According to the review below, how many pages long is John Bakeless's biography of Christopher Marlowe?

__Page extract__
━━━━
CHRISTOPHER MARLOWE — John Bakeless—Morrow ($3.75).

Contemporary books on Elizabethan literature range all the way from scholarly volumes, complete with footnotes and a dozen suggested readings for doubtful passages, to out & out romances telling tall tales of the Mermaid Tavern in phoney blank verse. Between these two extremes there are a few studies like Logan Pearsall Smith’s On Reading Shakespeare, designed for readers who want to know what modern scholarship has unearthed, but do not want to spend their lives studying such academic posers as what Shakespeare meant by “a mermaid on a dolphin’s back,” or why Gabriel Harvey hated Christopher Marlowe.

John Bakeless adds to this small list a careful, 404-page biography of Marlowe that pulls together a mass of recently discovered Marlowe material, explodes a few hoary Marlowe legends, but leaves the poet as mysterious and romantic as ever. Making a studious attempt to avoid scholarly language, Mr. Bakeless nevertheless spends much time answering earlier scholars, tracks many incorrect interpretations down many blind alleys.

Although it includes an exhaustive account of Marlowe’s college years, largely based on the Cambridge “Buttery Book” that lists Marlowe’s modest spendings for bread and beer, Christopher Marlowe reaches its high point in its account of the poet’s death. Until Dr. John Leslie Hotson published the coroner’s inquest on Marlowe twelve years ago, uncovering a 330-year-old mystery, biographers had been forced to accept the legend that had him killed in a brawl over an anonymous “lewd wench” in an unnamed London tavern. Early Puritan writers considered Marlowe’s terrible end at the age of 29 and at the height of his fame a just punishment for his atheism, wrote “See what a hooke the Lord put in the nostrils of this barking dogge!” but unfortunately did not give details. Strait-laced Victorians tended to emphasize Marlowe’s dissolute habits in explaining his early death. Because Marlowe’s patron was a Walsingham, and Sir Francis Walsingham was chief of Elizabeth’s highly-developed secret service, there was a theory that Marlowe had been a confidential government agent, was killed because he knew too much. If this theory could be proved it would drastically revise contemporary versions of Elizabethan literary life, suggesting that poets were more deeply involved with politics than is now known.

Cautiously pointing out that the circumstances of Marlowe’s death may have been accidental. John Bakeless’ version nevertheless supports those who believe that Marlowe was a spy. On May 30. 1593. Marlowe had been in London for six years. He had written three sensationally successful tragedies, including Tamburlaine, “the most important event in the history of English literature,” and his most recent play. Edward the Second, while not as successful as his first, showed greater mastery of his art. Leaving London to escape the plague, he had been recalled by the authorities two weeks before. At ten in the morning of May 30. with two government agents and a London thief, the prominent young playwright visited Dame Eleanor Bull’s tavern, took a private room, ate dinner, walked in a private garden with his strange companions.
━━━━
__Available data__
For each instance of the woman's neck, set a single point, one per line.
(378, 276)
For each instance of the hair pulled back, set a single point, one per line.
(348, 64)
━━━━
__Task solution__
404 pages.